The bot was in the 80th percentile of performance, around the same level as a first-year associate at the hedge fund.
The co-CIO of Bridgewater Associates seems pretty impressed with the investment acumen of OpenAI’s ChatGPT artificial intelligence tool.
Greg Jensen, co-CIO of the world’s biggest hedge fund, told Bloomberg that ChatGPT was able to pass its investment associate test, and that the power of the buzzy AI chatbot is like having “millions” of junior staffers working all at once.
Speaking on the Odd Lots podcast, Jensen – who’s flagged AI as a major interest for Bridgewater well before ChatGPT’s viral craze – said the hedge fund was now experimenting with machine learning AI in its trading strategies.
Bots like ChatGPT have already performed well on Bridgewater’s internal tests for investments associates, Jensen said. ChatGPT 3.5, the most well-known version of the AI large language model, scored at the level of a first-year associate at the firm, landing in the 80th percentile of all test takers.
Though the chatbot isn’t perfect, its strong performance reflects a significant amount of brainpower, Jensen said, who equated ChatGPT’s abilities to having an army of investment associates.
“Because all of sudden if you have an 80th percentile investment associate, technologically, you have millions of them at once. And if you have the ability to control their hallucinations and their errors by having a rigorous statistical backdrop, you could do a tremendous amount at a rapid rate. And that’s really what we’re doing in our lab and proving out that process can work,” he said.

- Work order: Print the part of the passage about ChatGPT and Bridgewater between "Speaking on the" and "of investment associates.", inclusive, word for word. The rows that come next are separate material and have nothing to do with the passage about ChatGPT and Bridgewater.

- Data shown:
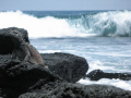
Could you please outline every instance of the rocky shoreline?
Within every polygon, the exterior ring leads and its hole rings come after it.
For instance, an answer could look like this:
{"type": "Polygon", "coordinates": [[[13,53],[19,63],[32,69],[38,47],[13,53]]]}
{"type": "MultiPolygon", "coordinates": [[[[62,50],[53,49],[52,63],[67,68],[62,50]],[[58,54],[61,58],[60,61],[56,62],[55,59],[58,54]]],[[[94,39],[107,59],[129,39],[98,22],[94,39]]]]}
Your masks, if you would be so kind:
{"type": "MultiPolygon", "coordinates": [[[[29,42],[25,29],[0,29],[0,98],[131,98],[131,91],[114,86],[76,83],[85,77],[88,70],[82,57],[62,52],[43,53],[49,71],[19,58],[12,60],[14,44],[11,37],[15,36],[12,30],[19,30],[19,36],[29,42]]],[[[15,38],[21,44],[21,39],[15,38]]],[[[92,75],[94,73],[87,77],[92,75]]]]}

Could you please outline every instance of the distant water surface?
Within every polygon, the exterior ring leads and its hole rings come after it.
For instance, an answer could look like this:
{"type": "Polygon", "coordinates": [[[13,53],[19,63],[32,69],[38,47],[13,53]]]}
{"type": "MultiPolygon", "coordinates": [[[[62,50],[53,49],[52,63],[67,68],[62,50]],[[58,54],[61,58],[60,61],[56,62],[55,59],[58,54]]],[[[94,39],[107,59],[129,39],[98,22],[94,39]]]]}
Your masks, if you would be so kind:
{"type": "MultiPolygon", "coordinates": [[[[32,45],[41,53],[84,57],[88,72],[131,73],[131,11],[5,11],[0,12],[0,28],[27,29],[32,45]]],[[[80,83],[131,90],[131,81],[86,78],[80,83]]]]}

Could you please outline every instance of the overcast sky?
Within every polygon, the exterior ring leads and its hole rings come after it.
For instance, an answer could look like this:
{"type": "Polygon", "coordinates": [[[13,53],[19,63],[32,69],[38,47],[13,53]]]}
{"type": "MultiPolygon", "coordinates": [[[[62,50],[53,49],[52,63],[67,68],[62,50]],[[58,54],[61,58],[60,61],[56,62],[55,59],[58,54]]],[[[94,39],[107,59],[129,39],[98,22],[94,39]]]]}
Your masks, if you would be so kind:
{"type": "Polygon", "coordinates": [[[131,10],[131,0],[0,0],[7,10],[131,10]]]}

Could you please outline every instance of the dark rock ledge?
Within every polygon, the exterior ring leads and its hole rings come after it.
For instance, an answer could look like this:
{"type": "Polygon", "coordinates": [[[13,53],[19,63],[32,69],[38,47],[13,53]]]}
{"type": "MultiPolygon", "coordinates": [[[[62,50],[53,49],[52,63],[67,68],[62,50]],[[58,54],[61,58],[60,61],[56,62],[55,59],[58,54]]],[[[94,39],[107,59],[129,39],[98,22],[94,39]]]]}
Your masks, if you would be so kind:
{"type": "Polygon", "coordinates": [[[29,42],[25,29],[0,29],[0,98],[131,98],[131,91],[114,86],[76,84],[88,70],[82,57],[44,53],[49,71],[19,58],[12,60],[15,45],[20,47],[23,40],[29,42]]]}

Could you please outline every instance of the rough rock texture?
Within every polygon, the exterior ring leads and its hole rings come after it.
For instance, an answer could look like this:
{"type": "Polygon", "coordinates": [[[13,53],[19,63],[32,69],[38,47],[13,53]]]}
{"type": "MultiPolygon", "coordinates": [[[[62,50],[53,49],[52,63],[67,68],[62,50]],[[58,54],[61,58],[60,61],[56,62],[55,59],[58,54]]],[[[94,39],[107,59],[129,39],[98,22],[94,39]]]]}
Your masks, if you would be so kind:
{"type": "Polygon", "coordinates": [[[100,78],[119,78],[123,81],[131,79],[131,73],[105,73],[102,70],[94,70],[86,75],[92,81],[98,81],[100,78]]]}
{"type": "Polygon", "coordinates": [[[59,52],[43,53],[41,57],[52,72],[68,82],[78,82],[88,70],[86,60],[74,54],[59,52]]]}
{"type": "Polygon", "coordinates": [[[41,65],[11,60],[14,47],[23,40],[29,42],[24,29],[11,27],[0,30],[0,98],[131,98],[131,91],[112,86],[72,84],[88,69],[81,57],[41,54],[46,64],[59,76],[41,65]]]}
{"type": "MultiPolygon", "coordinates": [[[[41,90],[45,88],[43,87],[41,90]]],[[[26,93],[19,98],[130,98],[131,93],[107,85],[59,84],[53,90],[26,93]]]]}
{"type": "Polygon", "coordinates": [[[19,95],[40,87],[49,82],[64,82],[40,65],[11,60],[9,56],[0,57],[0,90],[2,97],[17,98],[19,95]],[[4,57],[4,58],[3,58],[4,57]]]}
{"type": "Polygon", "coordinates": [[[0,54],[9,54],[12,53],[15,45],[20,45],[22,40],[29,42],[27,32],[23,28],[10,27],[0,29],[0,54]],[[15,34],[17,32],[17,34],[15,34]]]}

- Output below:
Speaking on the Odd Lots podcast, Jensen – who’s flagged AI as a major interest for Bridgewater well before ChatGPT’s viral craze – said the hedge fund was now experimenting with machine learning AI in its trading strategies.
Bots like ChatGPT have already performed well on Bridgewater’s internal tests for investments associates, Jensen said. ChatGPT 3.5, the most well-known version of the AI large language model, scored at the level of a first-year associate at the firm, landing in the 80th percentile of all test takers.
Though the chatbot isn’t perfect, its strong performance reflects a significant amount of brainpower, Jensen said, who equated ChatGPT’s abilities to having an army of investment associates.